Secondo il brano sui trapianti di rene, quante coppie ha coinvolto l'ultima catena cominciata in Italia nel novembre 2019?

BRANO FORNITO
#####

Il paziente A riceve il rene da un cadavere, il rene del suo donatore va al paziente B, mentre il paziente C, in lista d’attesa (senza donatore), riceve il rene dal donatore di B.
Le combinazioni di cicli e catene sono affrontate per mezzo di un altro algoritmo famoso, chiamato TTCC (Top Trading Cycles and Chains). Tuttavia, non tutti gli Stati – ad esempio l’Italia – sono disposti ad accettare una procedura che prevede cicli e catene nelle quali un paziente offre un donatore senza averne uno in cambio immediatamente. Dove questa procedura è ammessa, il paziente in questione ottiene di passare al primo posto nella lista d’attesa.
Questi metodi hanno una difficoltà intrinseca molto importante. In tutto il mondo vale la regola che il donatore di rene può cambiare idea fino all’ultimo istante e ciò significa che i trapianti vanno fatti praticamente in contemporanea. Se infatti il paziente A ha già ricevuto il rene del donatore B, più passa il tempo e più il suo potenziale donatore ha la tentazione di ritirarsi. Se la cosa è complicata già nel caso di scambi diretti, figuriamoci quanto è complesso gestire un ciclo! Se questo coinvolge n pazienti, ci vogliono 2n sale operatorie, ognuna con squadre altamente specializzate di professionisti che lavorano a contatto di gomito e quasi in contemporanea, una situazione enormemente complessa da gestire. Il ritiro di un donatore è poi un disastro, perché c’è qualcuno che ha offerto il donatore senza ricevere nulla.
Si possono allora fare catene, che forzatamente coinvolgono un numero limitato di persone, a partire da un rene prelevato da cadavere. Questo è successo ad esempio in Italia: l’ultima catena è cominciata nel novembre 2019 e ha coinvolto tre coppie, provenienti da Veneto, Sicilia e Puglia. Se vi capita di vedere in autostrada una Lamborghini della Polizia che viaggia a velocità molto sostenuta, potrebbe essere che trasporti un rene destinato a un paziente di una regione lontana! Tuttavia, queste combinazioni sono eccezionali e possono coinvolgere solo un numero limitato di persone, perché il rene da cadavere va trapiantato velocemente e quindi non ci sono i tempi tecnici per studiare situazioni con molti pazienti. Recentemente, un altro sistema sta permettendo catene molto più lunghe, che danno enormi benefici a molte più persone. Si comincia la catena con un buon samaritano, una persona che dona spontaneamente un rene alla comunità senza avere un paziente collegato. Questo permette di fare trapianti differiti nel tempo in quanto, se qualcuno arresta la catena perché ritira il proprio donatore, rovina un programma di scambi ma non danneggia (almeno direttamente) nessuno. Le donazioni samaritane stanno assumendo sempre più importanza. A metà 2019 erano 8 quelle avvenute in Italia e hanno permesso 26 trapianti di rene. La prima donazione è avvenuta nel 2015; la donatrice era una donna di Pavia. Forse la più spettacolare è quella descritta dal New York Times, che ha visto coinvolte 60 persone, permettendo a 30 di migliorare enormemente la qualità della loro vita. È difficile persino immaginare la complessità di un’organizzazione del genere e del numero delle persone coinvolte, chi come paziente, chi come donatore, chi con altri ruoli (dai più cruciali ai più umili, eppure indispensabili). Nell’esperienza statunitense sono stati coinvolti 17 ospedali, 11 Stati diversi con momenti in cui si temeva che il processo si arrestasse precocemente. Ma questi momenti sono stati superati ed è stata scritta una storia splendida.

#####

RIGHE ESTRATTE
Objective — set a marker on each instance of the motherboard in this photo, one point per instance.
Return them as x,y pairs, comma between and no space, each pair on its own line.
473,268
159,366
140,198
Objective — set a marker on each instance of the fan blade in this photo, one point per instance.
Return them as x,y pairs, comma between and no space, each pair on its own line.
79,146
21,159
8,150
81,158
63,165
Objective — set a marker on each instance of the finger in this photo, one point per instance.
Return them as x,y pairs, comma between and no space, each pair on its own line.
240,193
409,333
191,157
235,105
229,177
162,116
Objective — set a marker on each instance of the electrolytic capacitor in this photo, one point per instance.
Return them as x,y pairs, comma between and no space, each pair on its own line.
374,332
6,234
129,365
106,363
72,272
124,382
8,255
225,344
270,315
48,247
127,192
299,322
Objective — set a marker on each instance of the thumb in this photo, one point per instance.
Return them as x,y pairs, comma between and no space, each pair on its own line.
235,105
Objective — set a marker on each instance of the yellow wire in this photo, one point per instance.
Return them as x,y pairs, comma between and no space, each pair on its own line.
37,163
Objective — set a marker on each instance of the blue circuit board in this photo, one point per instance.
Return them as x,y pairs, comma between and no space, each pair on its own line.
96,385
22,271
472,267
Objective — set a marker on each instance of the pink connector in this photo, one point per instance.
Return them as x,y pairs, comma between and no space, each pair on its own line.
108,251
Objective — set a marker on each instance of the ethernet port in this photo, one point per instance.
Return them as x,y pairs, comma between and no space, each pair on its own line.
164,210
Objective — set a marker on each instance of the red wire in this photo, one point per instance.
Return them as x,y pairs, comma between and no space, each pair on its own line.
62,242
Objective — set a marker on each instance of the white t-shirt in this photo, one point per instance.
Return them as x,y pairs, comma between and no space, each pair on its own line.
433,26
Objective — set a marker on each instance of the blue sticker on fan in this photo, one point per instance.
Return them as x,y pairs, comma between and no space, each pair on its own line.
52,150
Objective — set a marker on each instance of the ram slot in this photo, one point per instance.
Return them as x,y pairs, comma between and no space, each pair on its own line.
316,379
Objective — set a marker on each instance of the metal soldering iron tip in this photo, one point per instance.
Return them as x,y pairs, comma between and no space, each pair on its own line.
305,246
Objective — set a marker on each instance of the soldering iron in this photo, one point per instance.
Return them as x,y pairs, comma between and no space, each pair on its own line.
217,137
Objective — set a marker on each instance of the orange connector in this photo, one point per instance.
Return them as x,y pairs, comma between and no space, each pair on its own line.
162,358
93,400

#####

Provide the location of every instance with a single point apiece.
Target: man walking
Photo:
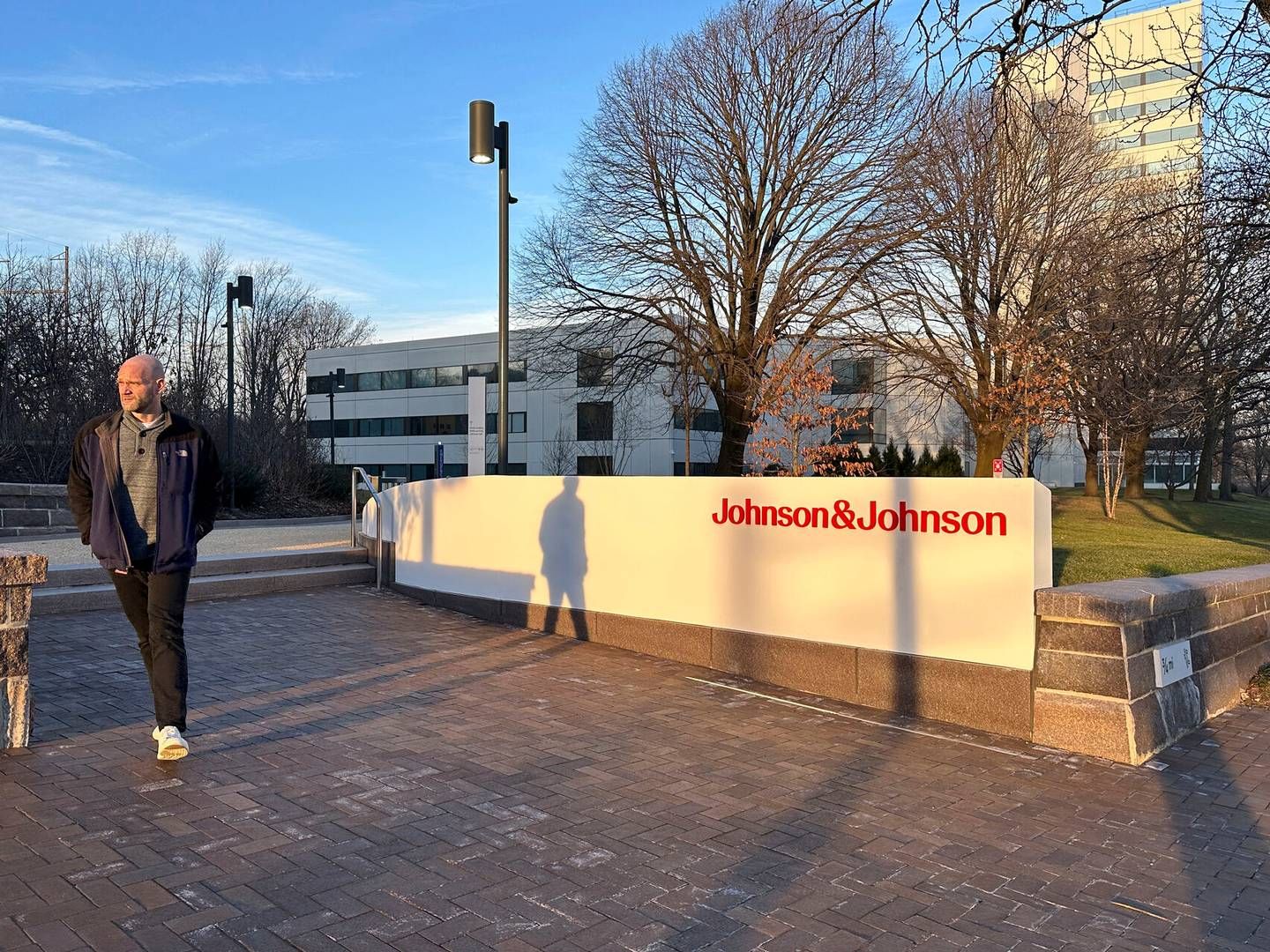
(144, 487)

#####

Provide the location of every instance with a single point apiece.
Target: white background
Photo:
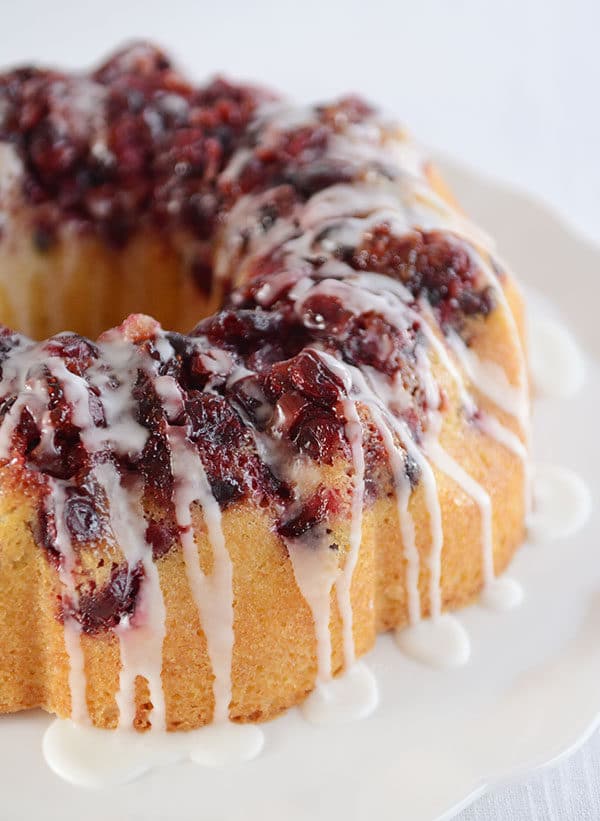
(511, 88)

#####

SOLUZIONE
Tre coppie, provenienti da Veneto, Sicilia e Puglia.